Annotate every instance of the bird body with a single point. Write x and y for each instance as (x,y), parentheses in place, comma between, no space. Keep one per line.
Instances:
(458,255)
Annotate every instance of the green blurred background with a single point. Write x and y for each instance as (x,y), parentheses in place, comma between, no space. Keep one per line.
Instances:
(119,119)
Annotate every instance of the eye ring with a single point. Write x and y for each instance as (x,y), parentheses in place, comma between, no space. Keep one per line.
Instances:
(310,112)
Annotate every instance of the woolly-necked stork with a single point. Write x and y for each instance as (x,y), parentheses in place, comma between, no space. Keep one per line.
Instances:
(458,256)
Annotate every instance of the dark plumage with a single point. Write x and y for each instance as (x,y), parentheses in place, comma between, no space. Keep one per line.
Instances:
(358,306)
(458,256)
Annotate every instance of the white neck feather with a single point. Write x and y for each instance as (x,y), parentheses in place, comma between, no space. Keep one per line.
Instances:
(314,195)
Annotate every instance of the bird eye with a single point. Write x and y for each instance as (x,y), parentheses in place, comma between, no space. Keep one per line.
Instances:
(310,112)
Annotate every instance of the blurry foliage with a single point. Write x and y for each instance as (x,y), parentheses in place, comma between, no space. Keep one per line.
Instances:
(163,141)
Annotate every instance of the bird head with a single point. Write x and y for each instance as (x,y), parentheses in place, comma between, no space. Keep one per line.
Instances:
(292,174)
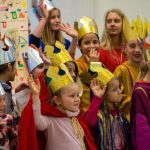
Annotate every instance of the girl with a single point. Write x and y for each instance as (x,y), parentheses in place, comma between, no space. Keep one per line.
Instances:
(7,70)
(8,135)
(109,123)
(112,40)
(62,122)
(140,106)
(49,29)
(88,44)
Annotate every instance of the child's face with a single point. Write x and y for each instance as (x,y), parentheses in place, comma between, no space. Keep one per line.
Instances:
(113,24)
(70,99)
(114,92)
(72,70)
(89,41)
(12,71)
(2,105)
(134,52)
(40,68)
(55,20)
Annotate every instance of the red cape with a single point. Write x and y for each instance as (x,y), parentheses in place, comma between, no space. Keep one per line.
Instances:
(28,137)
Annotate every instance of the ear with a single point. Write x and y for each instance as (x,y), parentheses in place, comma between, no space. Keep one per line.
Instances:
(79,47)
(10,67)
(56,100)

━━━━━━━━━━

Where a picture appears in the listing above, skip it and set down all the rest exactly.

Annotate every instance of the bird body with a single point. Write x and y for each instance as (x,y), parentheses in place, comma between, no space. Keep one per line.
Instances:
(458,255)
Annotate every instance of the green blurred background with a single point. Write x and y for each instance as (x,y), parentheses in place, comma between, no space. Keep one per line.
Instances:
(119,119)
Annotate every instance of the eye ring with a single point. Write x and y for each instance as (x,y), parentheses in place, comma between, no space. Keep one per line.
Instances:
(310,112)
Annotate every instance of the woolly-necked stork with a single point. Write x and y for each instance as (x,y), parentheses in place, comma between, no space. Keep one per line.
Instances:
(458,256)
Annotate every instance of the dark plumage with a single point. Write x and y for each instance as (x,y), parentheses in place, comma between, no space. Keep one per line.
Instances:
(358,306)
(458,256)
Annotate every instance of the white neck feather with a single point. Write x and y for each instance as (x,y), parentheses in place, comma between, no space. Keep one per line.
Instances:
(314,195)
Annotate every instance of the bird eye with a single point. Write x and y for each instance as (x,y), parentheses in place, comma between, no space. Keep one per line.
Instances:
(310,112)
Annotate every instance of the blurry foliage with a single point. Write x and y for each instance as (x,y), parentheses in place, comma between, no space. Keep one per line.
Instances:
(163,141)
Annotate every instance of the bird head with a single point. Write x and y for each instance as (x,y), parentheses in place, comma between, no space. Keep one per line.
Instances:
(292,174)
Annotate every instance of the girl with a single point. Write x and y for each instance as (x,y), parentheses in place, comma between, no space. Keep one per line.
Instances:
(7,70)
(8,135)
(109,123)
(112,40)
(62,122)
(140,106)
(49,29)
(88,44)
Annotate every instance of the child's face with a single point. Write x and y for each instance as (x,y), parentheses in place, comma between, no space. Keep one per line.
Instances:
(113,24)
(70,99)
(114,92)
(72,70)
(89,41)
(12,71)
(2,105)
(134,52)
(40,68)
(55,20)
Annotate every instance of the red cape with a single point. Write x and y for each instance as (x,y), parentheses in place, comma between, no space. Keep one per line.
Instances:
(28,137)
Annotate every instance of the ear with a single point. Write x and y for each instance as (x,y), parentheses in place, comma between, no space. Keep one per line.
Instances:
(79,47)
(10,67)
(56,100)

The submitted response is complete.